-- Start of LISTED ENTRIES --
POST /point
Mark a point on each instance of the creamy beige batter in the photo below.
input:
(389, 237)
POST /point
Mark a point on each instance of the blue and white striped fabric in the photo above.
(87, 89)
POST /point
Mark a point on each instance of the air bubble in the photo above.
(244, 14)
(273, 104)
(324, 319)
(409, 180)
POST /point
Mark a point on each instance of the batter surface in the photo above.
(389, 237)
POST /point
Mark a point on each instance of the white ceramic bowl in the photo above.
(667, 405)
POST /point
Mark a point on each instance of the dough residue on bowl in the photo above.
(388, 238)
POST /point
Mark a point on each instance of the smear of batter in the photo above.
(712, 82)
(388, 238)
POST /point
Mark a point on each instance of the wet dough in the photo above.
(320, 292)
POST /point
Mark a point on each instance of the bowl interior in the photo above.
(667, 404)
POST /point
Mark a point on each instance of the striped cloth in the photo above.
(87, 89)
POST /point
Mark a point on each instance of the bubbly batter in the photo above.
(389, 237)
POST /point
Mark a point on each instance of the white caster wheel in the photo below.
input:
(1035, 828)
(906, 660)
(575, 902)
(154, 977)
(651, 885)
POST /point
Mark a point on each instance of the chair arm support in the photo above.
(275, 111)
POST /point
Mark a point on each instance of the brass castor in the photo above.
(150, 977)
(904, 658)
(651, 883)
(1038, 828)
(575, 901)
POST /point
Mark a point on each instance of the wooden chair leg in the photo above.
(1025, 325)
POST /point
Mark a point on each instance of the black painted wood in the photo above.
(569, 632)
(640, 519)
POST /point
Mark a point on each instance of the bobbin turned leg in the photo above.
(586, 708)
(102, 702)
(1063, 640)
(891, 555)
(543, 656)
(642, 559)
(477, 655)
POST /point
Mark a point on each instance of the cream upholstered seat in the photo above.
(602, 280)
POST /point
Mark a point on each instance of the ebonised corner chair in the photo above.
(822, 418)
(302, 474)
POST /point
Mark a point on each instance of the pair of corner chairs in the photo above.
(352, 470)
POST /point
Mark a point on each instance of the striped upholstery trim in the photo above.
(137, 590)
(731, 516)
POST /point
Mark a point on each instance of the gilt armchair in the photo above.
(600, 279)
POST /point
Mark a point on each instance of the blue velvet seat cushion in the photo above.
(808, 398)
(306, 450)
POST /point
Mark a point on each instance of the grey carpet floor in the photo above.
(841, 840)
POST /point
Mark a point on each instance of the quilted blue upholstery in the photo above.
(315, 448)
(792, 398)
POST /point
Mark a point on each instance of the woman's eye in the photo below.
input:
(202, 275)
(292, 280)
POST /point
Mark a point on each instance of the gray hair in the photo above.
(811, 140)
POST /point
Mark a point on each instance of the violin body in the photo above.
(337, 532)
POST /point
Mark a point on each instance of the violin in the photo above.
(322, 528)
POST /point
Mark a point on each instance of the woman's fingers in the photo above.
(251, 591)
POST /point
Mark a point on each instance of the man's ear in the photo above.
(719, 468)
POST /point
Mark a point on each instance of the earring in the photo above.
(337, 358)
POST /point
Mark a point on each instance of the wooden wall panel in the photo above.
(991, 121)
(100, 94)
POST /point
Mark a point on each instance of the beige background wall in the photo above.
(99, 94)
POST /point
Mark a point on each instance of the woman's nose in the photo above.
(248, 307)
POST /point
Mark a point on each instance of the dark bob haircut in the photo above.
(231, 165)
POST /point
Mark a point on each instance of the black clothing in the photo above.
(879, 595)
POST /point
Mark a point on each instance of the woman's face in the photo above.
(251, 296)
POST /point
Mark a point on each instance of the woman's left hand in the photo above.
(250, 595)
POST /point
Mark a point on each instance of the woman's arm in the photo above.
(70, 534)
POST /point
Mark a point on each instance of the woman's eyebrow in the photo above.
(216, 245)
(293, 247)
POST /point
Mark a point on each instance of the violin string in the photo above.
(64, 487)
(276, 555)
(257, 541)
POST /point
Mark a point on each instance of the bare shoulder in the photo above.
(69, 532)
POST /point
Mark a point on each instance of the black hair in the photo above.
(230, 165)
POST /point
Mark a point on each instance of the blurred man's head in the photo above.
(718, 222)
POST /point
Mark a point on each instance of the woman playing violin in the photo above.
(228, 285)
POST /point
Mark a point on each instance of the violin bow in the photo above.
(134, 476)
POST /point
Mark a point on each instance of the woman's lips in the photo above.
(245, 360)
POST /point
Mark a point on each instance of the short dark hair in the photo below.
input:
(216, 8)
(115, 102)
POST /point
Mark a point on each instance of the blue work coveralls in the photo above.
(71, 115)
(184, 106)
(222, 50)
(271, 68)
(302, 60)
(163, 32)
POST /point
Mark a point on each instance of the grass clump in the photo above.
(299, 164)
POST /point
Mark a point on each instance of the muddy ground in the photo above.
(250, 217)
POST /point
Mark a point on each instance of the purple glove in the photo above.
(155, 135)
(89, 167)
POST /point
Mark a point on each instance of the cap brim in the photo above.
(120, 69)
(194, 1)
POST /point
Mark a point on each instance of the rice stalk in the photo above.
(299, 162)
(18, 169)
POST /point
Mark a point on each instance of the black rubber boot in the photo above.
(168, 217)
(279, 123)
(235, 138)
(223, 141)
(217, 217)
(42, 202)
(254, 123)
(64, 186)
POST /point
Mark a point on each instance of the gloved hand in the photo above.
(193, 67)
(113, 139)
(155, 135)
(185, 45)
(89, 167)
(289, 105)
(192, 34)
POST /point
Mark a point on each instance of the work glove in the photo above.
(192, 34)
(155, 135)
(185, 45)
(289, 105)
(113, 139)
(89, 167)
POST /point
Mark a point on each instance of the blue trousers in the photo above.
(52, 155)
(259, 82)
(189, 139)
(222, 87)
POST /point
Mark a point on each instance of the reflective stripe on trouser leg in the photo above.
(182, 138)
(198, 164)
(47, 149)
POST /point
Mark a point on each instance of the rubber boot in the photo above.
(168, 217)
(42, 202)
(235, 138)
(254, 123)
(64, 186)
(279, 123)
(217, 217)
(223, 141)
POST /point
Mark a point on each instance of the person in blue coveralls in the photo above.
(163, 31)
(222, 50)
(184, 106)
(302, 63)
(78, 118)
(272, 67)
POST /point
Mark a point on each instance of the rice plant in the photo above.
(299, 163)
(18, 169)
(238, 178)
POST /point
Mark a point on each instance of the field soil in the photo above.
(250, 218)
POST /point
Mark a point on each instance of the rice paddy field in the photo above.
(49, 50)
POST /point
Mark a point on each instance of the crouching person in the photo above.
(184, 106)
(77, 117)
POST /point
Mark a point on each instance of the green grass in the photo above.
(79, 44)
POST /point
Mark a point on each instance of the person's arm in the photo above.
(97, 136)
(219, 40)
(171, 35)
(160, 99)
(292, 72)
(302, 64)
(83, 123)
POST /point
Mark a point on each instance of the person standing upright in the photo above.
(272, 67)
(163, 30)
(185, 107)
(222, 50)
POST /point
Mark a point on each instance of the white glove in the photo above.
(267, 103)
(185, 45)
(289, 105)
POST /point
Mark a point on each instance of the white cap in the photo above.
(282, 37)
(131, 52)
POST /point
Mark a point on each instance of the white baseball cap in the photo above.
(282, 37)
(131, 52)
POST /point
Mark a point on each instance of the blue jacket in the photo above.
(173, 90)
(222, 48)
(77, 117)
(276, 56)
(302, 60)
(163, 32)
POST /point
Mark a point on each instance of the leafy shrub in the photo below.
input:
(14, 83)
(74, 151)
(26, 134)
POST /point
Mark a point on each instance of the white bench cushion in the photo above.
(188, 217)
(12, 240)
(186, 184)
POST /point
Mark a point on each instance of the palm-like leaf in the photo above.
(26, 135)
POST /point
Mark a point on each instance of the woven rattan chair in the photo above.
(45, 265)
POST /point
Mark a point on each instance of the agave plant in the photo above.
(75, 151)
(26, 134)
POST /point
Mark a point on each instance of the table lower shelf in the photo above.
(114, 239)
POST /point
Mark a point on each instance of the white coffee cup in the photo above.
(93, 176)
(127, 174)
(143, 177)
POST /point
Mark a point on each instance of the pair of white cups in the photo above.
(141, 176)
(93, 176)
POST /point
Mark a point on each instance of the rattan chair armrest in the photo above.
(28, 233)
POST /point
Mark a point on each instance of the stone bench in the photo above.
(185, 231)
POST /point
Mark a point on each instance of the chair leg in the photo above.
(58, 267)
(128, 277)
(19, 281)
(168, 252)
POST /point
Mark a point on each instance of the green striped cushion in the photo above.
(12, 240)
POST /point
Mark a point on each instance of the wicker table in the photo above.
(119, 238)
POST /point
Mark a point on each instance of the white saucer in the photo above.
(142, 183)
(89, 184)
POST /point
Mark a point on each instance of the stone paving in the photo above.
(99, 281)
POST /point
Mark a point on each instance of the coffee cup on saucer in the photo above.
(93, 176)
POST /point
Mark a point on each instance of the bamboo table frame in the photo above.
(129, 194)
-- End of LISTED ENTRIES --
_THE REQUEST_
Report the number of lines in the records that contain the string "dark". Give only the number.

_COMPLETED TASK_
2